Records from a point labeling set

begin

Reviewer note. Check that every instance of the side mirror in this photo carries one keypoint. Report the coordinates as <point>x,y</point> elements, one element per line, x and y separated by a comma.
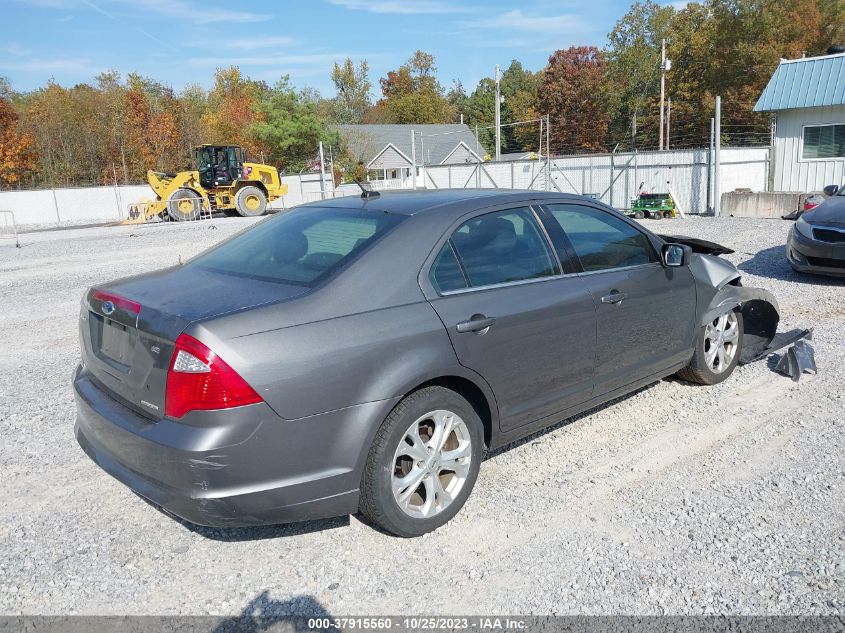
<point>675,255</point>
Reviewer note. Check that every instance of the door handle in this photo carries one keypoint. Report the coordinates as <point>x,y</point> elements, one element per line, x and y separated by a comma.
<point>476,323</point>
<point>614,297</point>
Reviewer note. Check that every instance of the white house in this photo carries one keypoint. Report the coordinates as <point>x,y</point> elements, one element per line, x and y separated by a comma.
<point>807,97</point>
<point>388,150</point>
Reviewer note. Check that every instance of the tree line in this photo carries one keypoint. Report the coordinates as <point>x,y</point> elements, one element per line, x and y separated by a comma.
<point>597,99</point>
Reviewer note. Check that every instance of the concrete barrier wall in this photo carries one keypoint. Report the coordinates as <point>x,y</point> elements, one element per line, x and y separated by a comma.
<point>71,206</point>
<point>43,208</point>
<point>759,204</point>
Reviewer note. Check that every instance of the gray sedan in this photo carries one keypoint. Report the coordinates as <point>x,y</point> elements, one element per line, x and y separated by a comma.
<point>360,354</point>
<point>816,242</point>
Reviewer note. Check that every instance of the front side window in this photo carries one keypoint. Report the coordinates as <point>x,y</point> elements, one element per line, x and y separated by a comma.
<point>601,240</point>
<point>503,247</point>
<point>824,141</point>
<point>300,247</point>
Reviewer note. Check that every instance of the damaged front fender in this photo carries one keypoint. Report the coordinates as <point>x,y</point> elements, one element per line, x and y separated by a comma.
<point>760,316</point>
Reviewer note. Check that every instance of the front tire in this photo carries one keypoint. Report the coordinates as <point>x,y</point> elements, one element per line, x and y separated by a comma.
<point>184,205</point>
<point>250,202</point>
<point>717,350</point>
<point>423,463</point>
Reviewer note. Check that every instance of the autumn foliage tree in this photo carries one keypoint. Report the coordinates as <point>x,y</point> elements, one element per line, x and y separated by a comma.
<point>572,94</point>
<point>16,157</point>
<point>412,94</point>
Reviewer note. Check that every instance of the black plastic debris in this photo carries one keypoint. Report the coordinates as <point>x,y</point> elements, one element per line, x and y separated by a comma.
<point>780,340</point>
<point>797,361</point>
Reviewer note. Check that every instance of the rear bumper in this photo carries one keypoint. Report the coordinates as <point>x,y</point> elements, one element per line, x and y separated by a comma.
<point>239,467</point>
<point>812,256</point>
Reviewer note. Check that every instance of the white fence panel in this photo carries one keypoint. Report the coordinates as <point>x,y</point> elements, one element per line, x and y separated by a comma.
<point>617,179</point>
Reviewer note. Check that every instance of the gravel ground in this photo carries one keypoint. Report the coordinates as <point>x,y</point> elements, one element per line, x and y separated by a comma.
<point>677,499</point>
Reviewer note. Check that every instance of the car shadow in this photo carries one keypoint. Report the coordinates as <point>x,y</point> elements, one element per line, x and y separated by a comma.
<point>565,422</point>
<point>771,263</point>
<point>263,613</point>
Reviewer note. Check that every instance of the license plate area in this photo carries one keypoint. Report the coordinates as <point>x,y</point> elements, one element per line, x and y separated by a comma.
<point>113,342</point>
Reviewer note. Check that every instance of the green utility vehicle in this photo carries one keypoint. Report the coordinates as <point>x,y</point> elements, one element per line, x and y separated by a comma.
<point>653,205</point>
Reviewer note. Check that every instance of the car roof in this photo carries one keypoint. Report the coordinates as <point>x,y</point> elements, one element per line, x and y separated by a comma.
<point>429,200</point>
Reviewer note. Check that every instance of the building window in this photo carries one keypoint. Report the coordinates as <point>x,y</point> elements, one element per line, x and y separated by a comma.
<point>824,141</point>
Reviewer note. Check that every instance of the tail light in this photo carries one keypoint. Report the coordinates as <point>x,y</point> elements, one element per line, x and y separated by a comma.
<point>198,379</point>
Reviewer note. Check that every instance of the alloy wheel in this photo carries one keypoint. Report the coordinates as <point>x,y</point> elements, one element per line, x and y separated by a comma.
<point>431,463</point>
<point>720,342</point>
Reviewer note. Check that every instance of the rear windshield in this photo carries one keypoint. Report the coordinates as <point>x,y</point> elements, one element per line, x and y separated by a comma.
<point>300,247</point>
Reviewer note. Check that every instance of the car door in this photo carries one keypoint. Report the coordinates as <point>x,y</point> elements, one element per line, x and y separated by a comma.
<point>645,312</point>
<point>514,316</point>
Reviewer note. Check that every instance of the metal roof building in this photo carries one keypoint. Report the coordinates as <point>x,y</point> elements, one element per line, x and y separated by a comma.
<point>807,99</point>
<point>388,149</point>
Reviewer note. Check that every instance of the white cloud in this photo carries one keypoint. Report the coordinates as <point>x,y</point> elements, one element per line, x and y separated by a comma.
<point>13,48</point>
<point>36,64</point>
<point>253,43</point>
<point>316,59</point>
<point>408,7</point>
<point>516,20</point>
<point>196,14</point>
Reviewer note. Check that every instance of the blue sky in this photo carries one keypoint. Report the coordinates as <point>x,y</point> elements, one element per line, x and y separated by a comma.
<point>181,42</point>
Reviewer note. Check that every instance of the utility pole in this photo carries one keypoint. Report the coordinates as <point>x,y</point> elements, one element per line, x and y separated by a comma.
<point>498,152</point>
<point>322,173</point>
<point>548,153</point>
<point>414,159</point>
<point>668,120</point>
<point>710,165</point>
<point>634,132</point>
<point>665,65</point>
<point>717,162</point>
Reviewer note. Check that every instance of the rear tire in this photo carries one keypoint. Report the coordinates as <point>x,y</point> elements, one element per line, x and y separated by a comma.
<point>718,346</point>
<point>184,205</point>
<point>423,463</point>
<point>250,202</point>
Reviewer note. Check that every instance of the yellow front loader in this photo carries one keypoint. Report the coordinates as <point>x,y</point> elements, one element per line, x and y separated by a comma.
<point>222,181</point>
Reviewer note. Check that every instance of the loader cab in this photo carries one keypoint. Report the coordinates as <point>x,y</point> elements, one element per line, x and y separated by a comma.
<point>219,165</point>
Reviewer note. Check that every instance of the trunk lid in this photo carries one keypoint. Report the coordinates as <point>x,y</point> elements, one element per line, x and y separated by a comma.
<point>129,351</point>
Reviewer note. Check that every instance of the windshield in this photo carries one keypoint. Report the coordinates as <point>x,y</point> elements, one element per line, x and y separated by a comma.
<point>300,247</point>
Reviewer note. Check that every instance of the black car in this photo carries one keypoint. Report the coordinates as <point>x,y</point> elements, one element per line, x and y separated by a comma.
<point>816,242</point>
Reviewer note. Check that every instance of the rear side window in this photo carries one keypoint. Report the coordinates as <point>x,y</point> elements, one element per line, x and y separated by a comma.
<point>446,273</point>
<point>300,247</point>
<point>503,247</point>
<point>601,240</point>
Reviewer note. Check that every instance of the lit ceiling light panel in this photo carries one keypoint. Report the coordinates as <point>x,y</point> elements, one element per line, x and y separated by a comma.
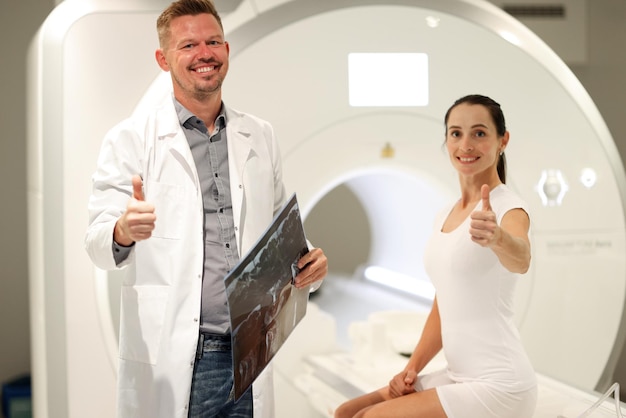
<point>388,79</point>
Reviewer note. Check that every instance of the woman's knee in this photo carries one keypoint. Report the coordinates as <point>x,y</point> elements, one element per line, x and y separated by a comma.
<point>344,411</point>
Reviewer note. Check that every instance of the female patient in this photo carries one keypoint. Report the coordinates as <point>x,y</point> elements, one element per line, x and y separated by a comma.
<point>478,246</point>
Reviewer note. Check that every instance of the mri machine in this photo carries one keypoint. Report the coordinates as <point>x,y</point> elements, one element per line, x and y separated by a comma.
<point>91,64</point>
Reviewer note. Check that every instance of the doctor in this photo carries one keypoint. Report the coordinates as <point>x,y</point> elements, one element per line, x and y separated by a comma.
<point>179,194</point>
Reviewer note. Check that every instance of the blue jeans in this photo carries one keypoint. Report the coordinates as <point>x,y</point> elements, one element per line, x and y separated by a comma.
<point>212,391</point>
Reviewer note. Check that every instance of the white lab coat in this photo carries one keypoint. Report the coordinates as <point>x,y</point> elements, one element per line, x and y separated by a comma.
<point>160,301</point>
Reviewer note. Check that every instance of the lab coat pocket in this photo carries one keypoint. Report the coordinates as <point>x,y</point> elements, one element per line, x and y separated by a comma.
<point>143,317</point>
<point>169,203</point>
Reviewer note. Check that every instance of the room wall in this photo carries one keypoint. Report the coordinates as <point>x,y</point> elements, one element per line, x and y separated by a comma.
<point>602,75</point>
<point>19,21</point>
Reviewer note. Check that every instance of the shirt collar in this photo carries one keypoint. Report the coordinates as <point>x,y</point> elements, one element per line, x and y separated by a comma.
<point>190,121</point>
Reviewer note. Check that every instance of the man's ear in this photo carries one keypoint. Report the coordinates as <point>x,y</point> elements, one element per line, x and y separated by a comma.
<point>160,57</point>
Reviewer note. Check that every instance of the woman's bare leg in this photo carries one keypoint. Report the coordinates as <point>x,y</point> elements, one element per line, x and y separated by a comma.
<point>423,404</point>
<point>350,408</point>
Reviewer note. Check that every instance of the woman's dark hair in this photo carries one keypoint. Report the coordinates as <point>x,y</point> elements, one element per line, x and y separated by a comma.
<point>498,119</point>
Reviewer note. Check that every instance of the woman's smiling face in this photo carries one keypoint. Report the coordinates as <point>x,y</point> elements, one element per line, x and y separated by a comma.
<point>472,140</point>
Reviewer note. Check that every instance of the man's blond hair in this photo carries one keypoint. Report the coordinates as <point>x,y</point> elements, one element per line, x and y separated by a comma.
<point>183,8</point>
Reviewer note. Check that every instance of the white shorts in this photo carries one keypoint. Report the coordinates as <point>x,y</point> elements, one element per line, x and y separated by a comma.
<point>478,399</point>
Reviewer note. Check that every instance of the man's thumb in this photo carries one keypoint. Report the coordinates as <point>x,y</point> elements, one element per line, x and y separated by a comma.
<point>137,187</point>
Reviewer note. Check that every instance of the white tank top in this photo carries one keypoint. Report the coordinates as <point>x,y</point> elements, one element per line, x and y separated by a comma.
<point>475,294</point>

end

Take the line in which "Reviewer note. Check that every instance of the man's ear" occurs and each subsequent line through the end; give these lines again without alteration.

▶ Expected output
Reviewer note. Check that every instance of the man's ear in this photo carries one keypoint. Report the coordinates as <point>x,y</point> elements, one element per line, x and y separated by a comma.
<point>160,57</point>
Reviewer note. Check that every instance of the woman's bare leg in this photo carries one keypoint. Report the coordinates as <point>x,y</point> elements, one element per line, x and y separated by a comma.
<point>423,404</point>
<point>350,408</point>
Reviewer note. Check that every instance of the woman's dark hair in this photo carries one keypoint. Report the coordinates as <point>x,y</point> elements, one element per line, x and y separated by a comma.
<point>498,119</point>
Reviewer note. Check that every instance of the woman's smiling face in this photo carries one keypoint. Report the coordinates as <point>x,y</point> elements, one element per line, x and y separated by a comma.
<point>472,140</point>
Reviewer note. Check that every instance of the man's blond hair in this photo carries one keypoint. Report the coordinates as <point>x,y</point> elements, one element per line, x and y separated by a comma.
<point>183,8</point>
Reviewer note. Check that every instance of the white shorts in this photo carries one keypoint. Report the coordinates as <point>x,y</point> elements, one element per line, x and y separated by a comma.
<point>478,399</point>
Reviewer note. Check that every instance of the man's thumb in this photo carries one keypoint. Report the coordinates as <point>x,y</point> elements, one element per line, x and y separated by a comma.
<point>137,187</point>
Reviewer note. Check that every instance of the white tank top in this photo carries one keypoint. Report the coordinates as <point>x,y</point> elements, one element per line, x and y separated by a comma.
<point>475,294</point>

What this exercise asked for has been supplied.